Data extracts START
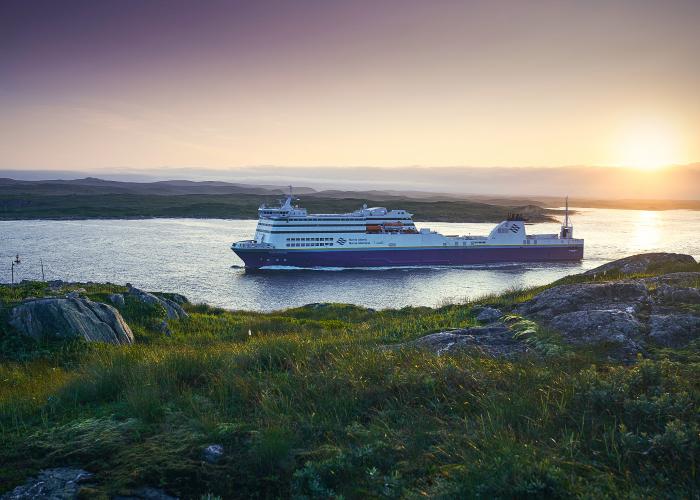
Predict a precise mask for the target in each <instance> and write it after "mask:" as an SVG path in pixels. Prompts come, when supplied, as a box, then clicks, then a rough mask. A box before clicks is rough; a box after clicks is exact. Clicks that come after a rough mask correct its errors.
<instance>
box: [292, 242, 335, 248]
mask: <svg viewBox="0 0 700 500" xmlns="http://www.w3.org/2000/svg"><path fill="white" fill-rule="evenodd" d="M285 246H286V247H331V246H333V243H326V242H316V243H296V242H294V243H287V244H286V245H285Z"/></svg>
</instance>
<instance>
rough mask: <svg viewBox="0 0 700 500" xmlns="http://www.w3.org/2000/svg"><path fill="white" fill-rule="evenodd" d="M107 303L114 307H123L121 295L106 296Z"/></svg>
mask: <svg viewBox="0 0 700 500" xmlns="http://www.w3.org/2000/svg"><path fill="white" fill-rule="evenodd" d="M107 298H108V299H109V301H110V302H111V303H112V304H114V305H115V306H118V307H122V306H124V304H125V302H124V295H122V294H121V293H113V294H110V295H108V296H107Z"/></svg>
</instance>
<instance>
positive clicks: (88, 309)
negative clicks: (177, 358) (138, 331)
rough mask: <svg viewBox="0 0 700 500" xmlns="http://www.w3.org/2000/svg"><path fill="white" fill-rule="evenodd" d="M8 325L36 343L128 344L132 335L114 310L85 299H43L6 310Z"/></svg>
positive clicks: (36, 300)
mask: <svg viewBox="0 0 700 500" xmlns="http://www.w3.org/2000/svg"><path fill="white" fill-rule="evenodd" d="M9 323H10V325H12V326H13V327H14V328H15V329H16V330H17V331H18V332H19V333H21V334H23V335H27V336H30V337H32V338H35V339H37V340H40V339H69V338H82V339H85V340H87V341H91V342H106V343H110V344H130V343H132V342H133V341H134V334H133V333H132V332H131V329H130V328H129V325H127V324H126V322H125V321H124V318H122V316H121V314H120V313H119V311H117V310H116V309H115V308H114V307H112V306H109V305H107V304H102V303H100V302H93V301H91V300H89V299H87V298H82V297H72V298H44V299H35V300H28V301H25V302H23V303H21V304H19V305H17V306H15V307H14V308H12V310H10V319H9Z"/></svg>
Data extracts END
- _Instructions to follow_
The response should consist only of the lines running from the one that contains "325L36 343L128 344L132" through the end of the material, repeated exactly.

- _Task output_
rough mask: <svg viewBox="0 0 700 500" xmlns="http://www.w3.org/2000/svg"><path fill="white" fill-rule="evenodd" d="M8 325L36 343L128 344L132 335L114 310L85 299H43L6 310Z"/></svg>
positive clicks: (36, 300)
mask: <svg viewBox="0 0 700 500" xmlns="http://www.w3.org/2000/svg"><path fill="white" fill-rule="evenodd" d="M9 323H10V325H12V326H13V327H14V328H15V329H16V330H17V331H18V332H19V333H21V334H23V335H27V336H30V337H32V338H35V339H37V340H40V339H69V338H82V339H85V340H87V341H91V342H106V343H110V344H130V343H132V342H133V341H134V334H133V333H132V332H131V329H130V328H129V325H127V324H126V322H125V321H124V318H122V316H121V314H120V313H119V311H117V310H116V309H115V308H114V307H112V306H109V305H107V304H102V303H100V302H93V301H91V300H89V299H87V298H82V297H72V298H44V299H35V300H28V301H25V302H23V303H21V304H19V305H17V306H15V307H14V308H12V310H10V319H9Z"/></svg>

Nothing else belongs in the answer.